**WRITTEN PROBLEM:**
Copy out the entire listing below verbatim, line for line, and omit the pictures.

**RECORDS TO USE:**

# # #

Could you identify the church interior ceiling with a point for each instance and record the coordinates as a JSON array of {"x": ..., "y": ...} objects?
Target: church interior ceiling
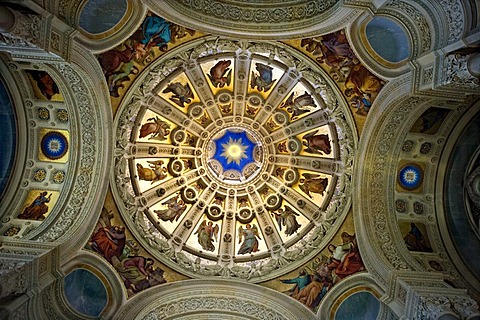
[{"x": 232, "y": 159}]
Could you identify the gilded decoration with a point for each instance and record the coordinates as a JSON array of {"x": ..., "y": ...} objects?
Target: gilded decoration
[{"x": 242, "y": 160}]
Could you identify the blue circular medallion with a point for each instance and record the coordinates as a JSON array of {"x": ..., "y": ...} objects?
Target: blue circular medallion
[
  {"x": 410, "y": 176},
  {"x": 234, "y": 155},
  {"x": 54, "y": 145}
]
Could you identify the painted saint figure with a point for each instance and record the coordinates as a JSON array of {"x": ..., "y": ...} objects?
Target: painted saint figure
[
  {"x": 173, "y": 212},
  {"x": 296, "y": 107},
  {"x": 220, "y": 74},
  {"x": 155, "y": 172},
  {"x": 317, "y": 143},
  {"x": 264, "y": 80},
  {"x": 109, "y": 241},
  {"x": 288, "y": 218},
  {"x": 181, "y": 94},
  {"x": 37, "y": 209},
  {"x": 313, "y": 183},
  {"x": 47, "y": 86},
  {"x": 206, "y": 233},
  {"x": 345, "y": 259},
  {"x": 250, "y": 242}
]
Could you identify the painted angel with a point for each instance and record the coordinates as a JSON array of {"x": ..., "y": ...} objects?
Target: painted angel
[
  {"x": 207, "y": 232},
  {"x": 250, "y": 241}
]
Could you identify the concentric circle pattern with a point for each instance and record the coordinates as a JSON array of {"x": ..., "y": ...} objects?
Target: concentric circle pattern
[
  {"x": 233, "y": 160},
  {"x": 410, "y": 176},
  {"x": 54, "y": 145}
]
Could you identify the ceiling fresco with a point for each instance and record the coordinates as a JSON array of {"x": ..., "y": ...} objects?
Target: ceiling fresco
[{"x": 233, "y": 159}]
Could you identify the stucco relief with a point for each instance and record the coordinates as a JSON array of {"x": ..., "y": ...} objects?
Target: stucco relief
[{"x": 137, "y": 207}]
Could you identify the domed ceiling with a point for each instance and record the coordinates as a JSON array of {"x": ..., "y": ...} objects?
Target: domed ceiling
[{"x": 230, "y": 153}]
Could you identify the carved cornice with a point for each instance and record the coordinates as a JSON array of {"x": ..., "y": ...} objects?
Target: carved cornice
[
  {"x": 245, "y": 19},
  {"x": 201, "y": 297},
  {"x": 133, "y": 207}
]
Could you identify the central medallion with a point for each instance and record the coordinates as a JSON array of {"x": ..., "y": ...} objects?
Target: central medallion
[{"x": 234, "y": 155}]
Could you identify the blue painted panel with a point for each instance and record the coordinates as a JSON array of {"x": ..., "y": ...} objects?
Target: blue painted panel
[
  {"x": 244, "y": 144},
  {"x": 8, "y": 137},
  {"x": 85, "y": 292},
  {"x": 388, "y": 39},
  {"x": 358, "y": 306},
  {"x": 99, "y": 16}
]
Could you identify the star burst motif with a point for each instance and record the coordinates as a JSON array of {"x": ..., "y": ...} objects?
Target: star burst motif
[{"x": 234, "y": 151}]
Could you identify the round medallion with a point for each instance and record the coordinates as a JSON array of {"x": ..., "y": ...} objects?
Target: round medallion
[
  {"x": 54, "y": 145},
  {"x": 410, "y": 176},
  {"x": 234, "y": 155},
  {"x": 201, "y": 173}
]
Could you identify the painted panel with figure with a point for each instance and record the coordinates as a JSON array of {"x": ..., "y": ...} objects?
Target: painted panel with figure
[
  {"x": 110, "y": 241},
  {"x": 316, "y": 278}
]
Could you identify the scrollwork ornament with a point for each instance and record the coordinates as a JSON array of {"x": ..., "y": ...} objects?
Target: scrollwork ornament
[{"x": 200, "y": 198}]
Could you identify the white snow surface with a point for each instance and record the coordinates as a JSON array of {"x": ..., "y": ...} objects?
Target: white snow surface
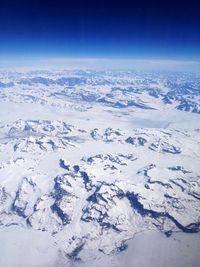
[{"x": 93, "y": 163}]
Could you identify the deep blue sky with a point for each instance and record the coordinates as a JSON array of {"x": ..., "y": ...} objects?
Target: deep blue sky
[{"x": 106, "y": 28}]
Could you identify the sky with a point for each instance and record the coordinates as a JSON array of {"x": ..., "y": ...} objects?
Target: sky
[{"x": 128, "y": 29}]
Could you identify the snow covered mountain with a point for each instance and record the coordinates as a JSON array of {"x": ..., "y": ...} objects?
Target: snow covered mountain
[{"x": 93, "y": 158}]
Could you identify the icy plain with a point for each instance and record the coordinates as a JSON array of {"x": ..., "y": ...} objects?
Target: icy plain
[{"x": 96, "y": 166}]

# # #

**THE ANSWER:**
Could you identify the church interior ceiling with a point for each instance and record the coordinates as a JSON array of {"x": ..., "y": ...} objects?
Target: church interior ceiling
[{"x": 232, "y": 159}]
Could you identify the gilded decoration with a point for each instance and record the coordinates as a JSON array of {"x": ..., "y": ...} objects?
Target: gilded decoration
[{"x": 242, "y": 160}]
Could you identify the blue circular medallion with a point for each instance and record the coordinates as a JSON array of {"x": ..., "y": ...} objects?
Target: blue circular medallion
[
  {"x": 410, "y": 176},
  {"x": 234, "y": 155},
  {"x": 54, "y": 145}
]
Could you identify the painted saint figure with a point for each instance and record the coordinates as a JSON array of {"x": ..., "y": ...} objects?
Target: painted saint figure
[
  {"x": 173, "y": 212},
  {"x": 296, "y": 107},
  {"x": 220, "y": 74},
  {"x": 155, "y": 172},
  {"x": 317, "y": 143},
  {"x": 264, "y": 80},
  {"x": 109, "y": 241},
  {"x": 288, "y": 218},
  {"x": 181, "y": 94},
  {"x": 37, "y": 209},
  {"x": 313, "y": 183},
  {"x": 47, "y": 86},
  {"x": 206, "y": 233},
  {"x": 345, "y": 259},
  {"x": 250, "y": 242}
]
Could you identify the painted angel with a point for each instance and record the coordinates as a JSON array of {"x": ..., "y": ...} objects?
Target: painted angel
[
  {"x": 207, "y": 232},
  {"x": 250, "y": 241}
]
Could you identify the concentric circle pattern with a point for each instance and record the coordinates as a JSON array of {"x": ..., "y": ...} objects?
Target: concentric circle pattern
[
  {"x": 233, "y": 160},
  {"x": 410, "y": 176},
  {"x": 54, "y": 145}
]
Could you identify the ceiling fresco with a point for each instance and record the coordinates as a JSON array of {"x": ..., "y": ...} objects?
Target: ceiling fresco
[{"x": 233, "y": 159}]
Could you identify the stucco relief with a point for each instance and record the coordinates as a JSON array of {"x": ..., "y": ...} objects?
Target: stucco relief
[{"x": 137, "y": 207}]
Could you identify the domed ceiling with a point for each instance and record the coordinates as a JSON array of {"x": ..., "y": ...} objects?
Target: domed ceiling
[{"x": 230, "y": 153}]
Could you identify the carved cornice with a point for each instance and record the coordinates as a JSON array of {"x": ..., "y": ...} objects?
Target: carved cornice
[
  {"x": 245, "y": 19},
  {"x": 201, "y": 297},
  {"x": 133, "y": 207}
]
Could you identify the central medallion with a point for each instance and record the coordinates as a JSON array of {"x": ..., "y": ...} objects?
Target: central medallion
[{"x": 234, "y": 155}]
Could you identify the blue painted panel with a point for each instance and record the coordinates as a JSON array of {"x": ..., "y": ...} objects?
Target: blue painted panel
[
  {"x": 244, "y": 144},
  {"x": 8, "y": 137},
  {"x": 85, "y": 292},
  {"x": 388, "y": 39},
  {"x": 358, "y": 306},
  {"x": 99, "y": 16}
]
Could you identify the star burst motif with a point for each instance and record the coordinates as a JSON array of {"x": ..., "y": ...} objects?
Target: star burst motif
[{"x": 234, "y": 151}]
Could you identify the round medallion with a point for each instance and record the coordinates as a JSON array of {"x": ..., "y": ...} objects?
Target: round medallion
[
  {"x": 54, "y": 145},
  {"x": 410, "y": 176},
  {"x": 234, "y": 155},
  {"x": 201, "y": 173}
]
Could you identify the painted panel with figure with a point for each instance and record the coordinates as a JSON array of {"x": ..., "y": ...} objects?
Target: painted panel with figure
[
  {"x": 110, "y": 241},
  {"x": 316, "y": 278}
]
Could you identify the scrollwork ornament with a point for each instance and record the coordinates as a JSON array of {"x": ..., "y": ...} objects?
Target: scrollwork ornament
[{"x": 200, "y": 198}]
Could you identify the white snow surface with a point for each instance and record the coordinates as a JSON array of {"x": ..., "y": ...} objects?
Target: white snow surface
[{"x": 93, "y": 163}]
Could you identify the deep blue sky with a point for each instance and record the coordinates as a JSON array of {"x": ..., "y": ...} objects?
Target: deep blue sky
[{"x": 106, "y": 28}]
Could you identify the sky with a point for each instance and record the coordinates as a JSON array of {"x": ..., "y": ...} objects?
Target: sky
[{"x": 128, "y": 29}]
Could you identify the snow covered mountain with a point for each instance and record the coordinates as a JSON array of {"x": ..., "y": ...} objects?
Target: snow covered mountain
[{"x": 93, "y": 158}]
Could you identify the icy plain with a point for each instance and record the coordinates as a JSON array of {"x": ..., "y": ...} objects?
Target: icy plain
[{"x": 96, "y": 166}]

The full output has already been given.